Bill says owners can take 1 unit, not whole building

Daniel L. Squadron

Feature article in The Villager

By Lincoln Anderson 

 bill to end so-called “mass evictions” — employed to empty entire buildings, allegedly for landlords’ personal use — failed to come up for a vote in a special session of the state Senate last week. A disappointed Daniel Squadron, the bill’s prime sponsor, said he’ll keep pushing the legislation, and that it definitely will come to the floor for a vote, at the latest, early next year — if not sooner, hopefully, in another special session.

The bill would restrict owner-occupancy evictions to a single dwelling unit, to be used as the landlord’s primary residence. Under what Squadron and the bill’s supporters call a “loophole” in the current law, landlords are allowed to take “one or more” apartments for their personal use — basically giving them carte blanche to empty their buildings completely of tenants.

**Supplied entries**
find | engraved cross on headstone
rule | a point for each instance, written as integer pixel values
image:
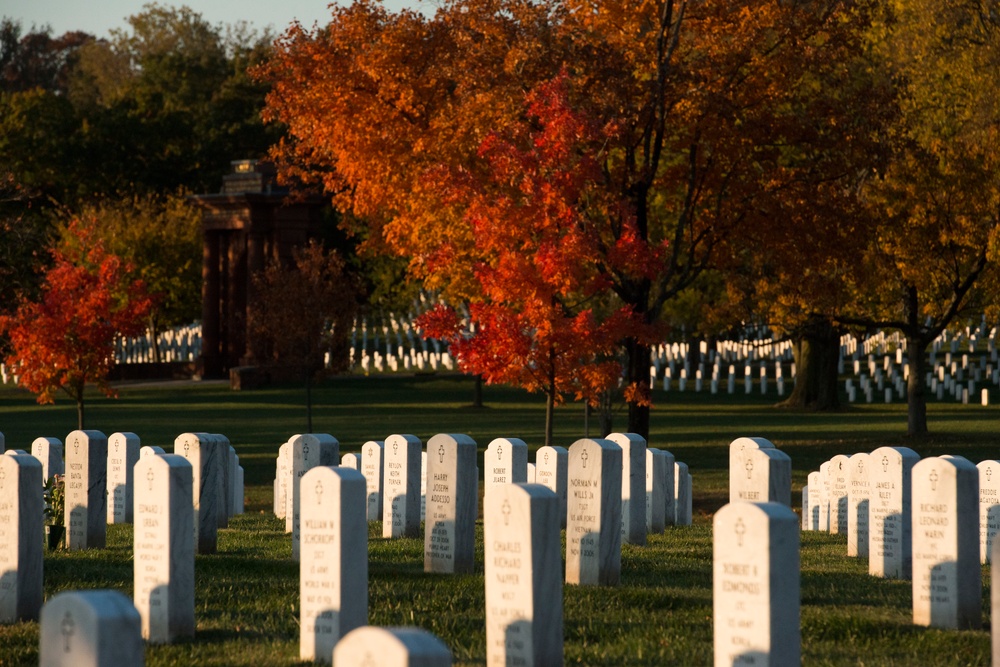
(67, 628)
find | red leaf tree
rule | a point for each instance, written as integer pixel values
(65, 340)
(541, 319)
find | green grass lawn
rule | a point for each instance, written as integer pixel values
(247, 594)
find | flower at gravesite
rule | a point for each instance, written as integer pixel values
(55, 499)
(65, 340)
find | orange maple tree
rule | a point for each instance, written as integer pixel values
(540, 320)
(387, 113)
(65, 339)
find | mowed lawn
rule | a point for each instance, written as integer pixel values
(661, 614)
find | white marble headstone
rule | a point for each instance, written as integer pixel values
(333, 573)
(86, 484)
(889, 512)
(840, 470)
(371, 467)
(506, 462)
(989, 507)
(391, 647)
(123, 452)
(755, 585)
(452, 504)
(50, 452)
(682, 495)
(93, 628)
(523, 556)
(282, 482)
(739, 457)
(815, 485)
(551, 469)
(858, 504)
(593, 521)
(947, 580)
(22, 510)
(203, 451)
(401, 486)
(308, 450)
(163, 551)
(633, 448)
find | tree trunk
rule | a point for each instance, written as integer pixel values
(606, 416)
(639, 357)
(550, 404)
(154, 336)
(816, 349)
(916, 398)
(477, 395)
(308, 399)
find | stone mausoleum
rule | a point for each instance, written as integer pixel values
(251, 221)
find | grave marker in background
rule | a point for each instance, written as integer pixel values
(86, 484)
(50, 452)
(633, 486)
(889, 519)
(371, 468)
(524, 621)
(858, 504)
(506, 462)
(452, 504)
(551, 470)
(333, 573)
(840, 470)
(391, 647)
(401, 486)
(123, 452)
(308, 450)
(163, 549)
(989, 508)
(682, 494)
(203, 452)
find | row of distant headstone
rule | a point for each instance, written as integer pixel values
(603, 491)
(176, 501)
(930, 519)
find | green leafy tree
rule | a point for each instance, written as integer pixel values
(161, 237)
(303, 311)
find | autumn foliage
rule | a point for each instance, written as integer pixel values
(65, 339)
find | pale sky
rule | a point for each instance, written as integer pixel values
(99, 17)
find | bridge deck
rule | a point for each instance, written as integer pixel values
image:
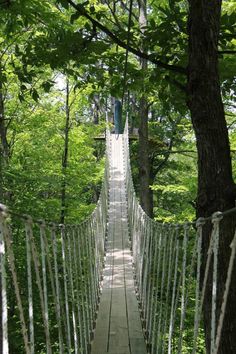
(118, 328)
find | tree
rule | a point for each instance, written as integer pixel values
(216, 189)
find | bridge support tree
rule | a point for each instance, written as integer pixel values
(216, 189)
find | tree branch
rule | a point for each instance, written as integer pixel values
(120, 43)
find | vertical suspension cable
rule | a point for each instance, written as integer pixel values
(57, 286)
(65, 281)
(215, 234)
(45, 290)
(30, 288)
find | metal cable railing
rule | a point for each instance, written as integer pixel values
(168, 263)
(50, 280)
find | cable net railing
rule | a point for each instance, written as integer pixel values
(50, 280)
(168, 265)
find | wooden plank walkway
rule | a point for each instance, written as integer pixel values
(118, 328)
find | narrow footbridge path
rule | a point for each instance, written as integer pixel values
(118, 328)
(73, 288)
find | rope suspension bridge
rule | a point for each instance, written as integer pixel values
(117, 283)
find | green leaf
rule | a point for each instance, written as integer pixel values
(35, 95)
(74, 17)
(64, 4)
(47, 86)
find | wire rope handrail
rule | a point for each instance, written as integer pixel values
(51, 279)
(168, 267)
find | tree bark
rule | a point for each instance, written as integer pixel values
(146, 199)
(65, 156)
(216, 189)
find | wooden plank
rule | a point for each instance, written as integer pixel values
(119, 329)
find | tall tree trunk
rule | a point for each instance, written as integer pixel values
(216, 190)
(146, 200)
(65, 155)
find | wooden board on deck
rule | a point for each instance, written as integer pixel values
(118, 327)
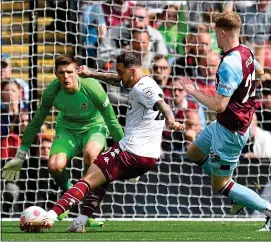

**Your instructions**
Answer these questions using the article on the eviction bill.
(a) Who is the bill's prime sponsor?
(b) To how many dwelling units would the bill restrict owner-occupancy evictions?
(c) How many apartments does the current law allow landlords to take for their personal use?

**Solution to the problem**
(a) Daniel Squadron
(b) A single dwelling unit, to be used as the landlord's primary residence
(c) "One or more"